> _WRITTEN REQUEST_
Format every line of the items below as a JSON list of strings, one string per line, without blank lines. Leave the pictures out.

> _RECORD EXCERPTS_
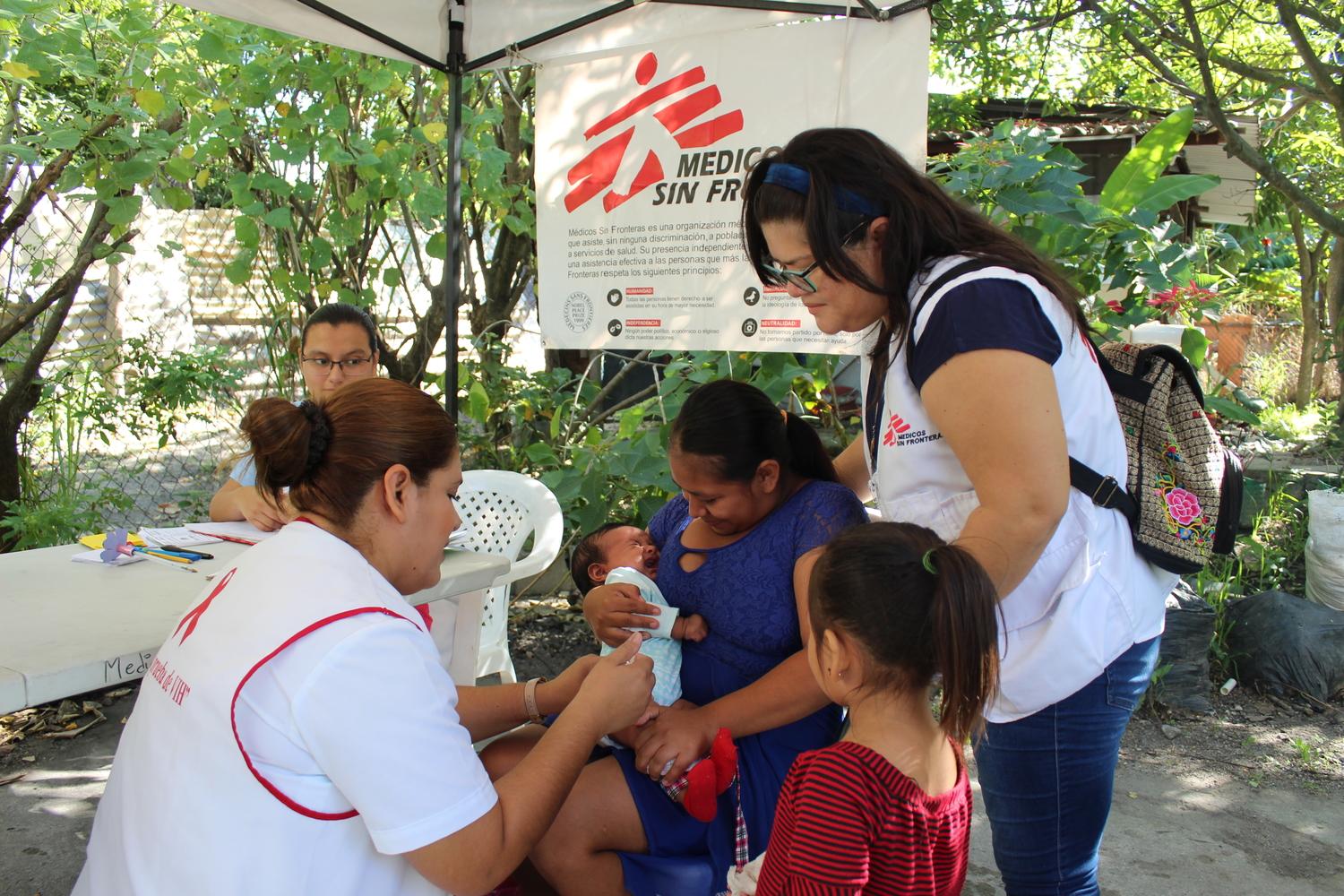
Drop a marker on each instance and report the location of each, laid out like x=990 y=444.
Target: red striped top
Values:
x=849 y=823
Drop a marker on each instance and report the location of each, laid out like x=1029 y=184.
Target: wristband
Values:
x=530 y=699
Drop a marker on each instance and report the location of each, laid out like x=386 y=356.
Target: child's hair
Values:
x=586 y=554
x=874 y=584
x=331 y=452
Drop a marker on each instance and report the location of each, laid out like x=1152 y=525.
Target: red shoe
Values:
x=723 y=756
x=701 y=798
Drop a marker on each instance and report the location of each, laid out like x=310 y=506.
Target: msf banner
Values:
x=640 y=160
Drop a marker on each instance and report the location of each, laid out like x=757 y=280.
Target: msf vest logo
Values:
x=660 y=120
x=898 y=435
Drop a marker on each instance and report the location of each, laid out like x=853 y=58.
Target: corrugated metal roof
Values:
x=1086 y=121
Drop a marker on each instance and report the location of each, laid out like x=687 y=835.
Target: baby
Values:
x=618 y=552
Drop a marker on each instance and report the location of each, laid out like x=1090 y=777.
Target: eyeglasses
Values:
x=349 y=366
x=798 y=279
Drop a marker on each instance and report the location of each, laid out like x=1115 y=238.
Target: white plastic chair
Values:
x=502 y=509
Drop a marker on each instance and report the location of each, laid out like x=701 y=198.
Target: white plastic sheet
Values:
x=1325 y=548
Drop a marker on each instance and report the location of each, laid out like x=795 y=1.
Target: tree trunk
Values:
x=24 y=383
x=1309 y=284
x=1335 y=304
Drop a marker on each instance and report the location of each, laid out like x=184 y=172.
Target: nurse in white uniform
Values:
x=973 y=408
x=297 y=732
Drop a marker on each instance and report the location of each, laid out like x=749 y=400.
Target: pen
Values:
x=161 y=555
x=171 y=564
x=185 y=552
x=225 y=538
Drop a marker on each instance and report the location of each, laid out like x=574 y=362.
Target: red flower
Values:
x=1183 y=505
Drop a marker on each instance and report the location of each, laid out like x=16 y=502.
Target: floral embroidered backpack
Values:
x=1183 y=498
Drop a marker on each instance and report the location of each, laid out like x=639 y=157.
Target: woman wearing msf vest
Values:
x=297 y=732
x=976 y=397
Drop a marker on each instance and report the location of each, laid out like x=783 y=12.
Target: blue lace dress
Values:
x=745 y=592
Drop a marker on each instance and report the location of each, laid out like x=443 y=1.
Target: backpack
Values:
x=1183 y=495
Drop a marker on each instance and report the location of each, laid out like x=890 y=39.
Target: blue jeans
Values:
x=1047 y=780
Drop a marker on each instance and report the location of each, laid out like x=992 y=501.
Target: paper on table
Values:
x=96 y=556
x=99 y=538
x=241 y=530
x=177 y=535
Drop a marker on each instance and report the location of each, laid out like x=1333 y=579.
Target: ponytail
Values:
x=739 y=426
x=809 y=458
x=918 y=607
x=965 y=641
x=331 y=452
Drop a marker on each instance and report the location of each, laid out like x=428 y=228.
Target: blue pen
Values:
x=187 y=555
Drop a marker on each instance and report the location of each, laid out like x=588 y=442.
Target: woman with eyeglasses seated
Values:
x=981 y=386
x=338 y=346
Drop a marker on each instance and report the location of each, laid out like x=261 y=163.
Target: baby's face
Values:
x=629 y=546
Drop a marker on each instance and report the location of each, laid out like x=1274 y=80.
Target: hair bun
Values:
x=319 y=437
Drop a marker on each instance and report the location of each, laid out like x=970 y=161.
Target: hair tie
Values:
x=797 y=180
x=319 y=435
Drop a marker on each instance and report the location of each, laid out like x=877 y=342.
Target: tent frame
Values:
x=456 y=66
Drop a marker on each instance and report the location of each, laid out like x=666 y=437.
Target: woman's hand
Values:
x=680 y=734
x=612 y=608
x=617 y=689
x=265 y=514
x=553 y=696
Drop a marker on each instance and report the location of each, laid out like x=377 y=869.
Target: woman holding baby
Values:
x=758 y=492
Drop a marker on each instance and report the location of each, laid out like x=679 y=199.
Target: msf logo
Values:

> _EXERCISE RESPONSE_
[
  "Drop a marker on each instance and report the location of each, laid out like x=990 y=444.",
  "Target: red striped top",
  "Values:",
  "x=849 y=823",
  "Drop a marker on each instance and report the location of each, laid out like x=1029 y=184.",
  "Target: wristband",
  "Values:",
  "x=530 y=699",
  "Drop a marker on each instance and report the location of each, laid out like x=386 y=356.",
  "Target: child's hair",
  "Values:",
  "x=586 y=554",
  "x=874 y=584",
  "x=331 y=452",
  "Drop a marker on each instance and report the location of each, laid out like x=1152 y=525.",
  "Target: red shoe",
  "Values:",
  "x=723 y=756",
  "x=701 y=798",
  "Drop a marker on each instance and report the location of each, laid out like x=310 y=506.",
  "Target: msf banner",
  "Values:",
  "x=640 y=160",
  "Drop a marker on each instance and report the location of each, laid out like x=757 y=280.",
  "Target: msf vest logo",
  "Values:",
  "x=660 y=120",
  "x=898 y=435",
  "Drop a marker on each instance and report the location of each, laid out like x=853 y=58.",
  "Target: corrugated metal roof",
  "Values:",
  "x=1086 y=121",
  "Drop a marker on each instance and report the location of each, laid out like x=687 y=835.",
  "Target: baby",
  "Values:",
  "x=618 y=552",
  "Drop a marker on each instance and report the location of each, laid out like x=1090 y=777.",
  "Target: eyeglasses",
  "Values:",
  "x=349 y=366",
  "x=798 y=279",
  "Drop a marker on each instance and report the location of each, laid out like x=1115 y=238.",
  "Target: white plastic chair",
  "Values:",
  "x=502 y=509",
  "Drop a marker on each instance and report the location of each, laid out like x=701 y=198.",
  "Target: white plastic sheet",
  "Values:",
  "x=1325 y=548",
  "Drop a marker on each instance and report the location of each, laid out like x=795 y=1.",
  "Target: tree trunk",
  "Values:",
  "x=24 y=383",
  "x=1309 y=284",
  "x=1335 y=304",
  "Drop a marker on each instance and report the location of each, laid out like x=184 y=172.",
  "Target: nurse in white uniform",
  "Values:",
  "x=973 y=408",
  "x=297 y=732",
  "Drop a marker on each instance and report the location of each, laid out like x=749 y=400.",
  "Target: pen",
  "Values:",
  "x=161 y=555",
  "x=171 y=564",
  "x=185 y=552",
  "x=225 y=538",
  "Drop a marker on each instance and report the location of each, laid out like x=574 y=362.",
  "Target: red flower",
  "Values:",
  "x=1183 y=505",
  "Drop a marker on each instance and report the location of each, laid out like x=16 y=502.",
  "Target: floral embroidered backpack",
  "Values:",
  "x=1183 y=498",
  "Drop a marker on each instance and report the location of each, laid out like x=639 y=157.",
  "Target: woman wearing msf vest",
  "Values:",
  "x=297 y=732",
  "x=976 y=397",
  "Drop a marker on each instance and report the location of each, laid out like x=783 y=12.",
  "Target: blue lace dress",
  "Values:",
  "x=745 y=592",
  "Drop a marker on each instance and report the location of each, laid out like x=443 y=1.",
  "Target: backpack",
  "Values:",
  "x=1183 y=495",
  "Drop a marker on each instance and report the location of each, laid out like x=890 y=39.",
  "Target: blue jeans",
  "Values:",
  "x=1047 y=780",
  "Drop a marker on each instance and report the location of each, laid out like x=992 y=501.",
  "Target: paper on table",
  "Values:",
  "x=96 y=556",
  "x=99 y=538",
  "x=241 y=530",
  "x=177 y=535",
  "Drop a marker on each instance and report the location of each, laid out like x=1333 y=579.",
  "Target: ponytail",
  "Values:",
  "x=739 y=426",
  "x=809 y=458",
  "x=918 y=607",
  "x=965 y=641",
  "x=331 y=452",
  "Drop a marker on each instance and report the location of each, laid out like x=428 y=228.",
  "Target: blue pen",
  "Values:",
  "x=187 y=555",
  "Drop a marker on each instance and report the location of each, laid out like x=588 y=442.",
  "Target: woman with eyeglasses seated",
  "Values:",
  "x=981 y=386",
  "x=338 y=346",
  "Drop a marker on each instance and report the location of each, laid out like x=261 y=163.",
  "Target: baby's face",
  "Values:",
  "x=629 y=546",
  "Drop a marker on each instance and report the location of each, laid out like x=1274 y=80.",
  "Target: hair bun",
  "Values:",
  "x=319 y=437",
  "Drop a marker on each instance and report the location of each, laid out like x=970 y=161.",
  "Target: hair tie",
  "Values:",
  "x=797 y=180",
  "x=319 y=435",
  "Drop a marker on each instance and report the location of each, laid out like x=877 y=342.",
  "Target: tent frame",
  "Values:",
  "x=456 y=66",
  "Drop a marker on each instance and report the location of each, laid out like x=666 y=437.",
  "Target: woman's hand",
  "Values:",
  "x=680 y=734",
  "x=612 y=608",
  "x=617 y=689",
  "x=265 y=514",
  "x=553 y=696",
  "Drop a marker on each instance and report the location of each, laid out like x=377 y=869.",
  "Target: woman holding baby",
  "Values:",
  "x=758 y=492",
  "Drop a marker on each instance and report the location of each, laid out like x=679 y=199.",
  "Target: msf logo",
  "Values:"
]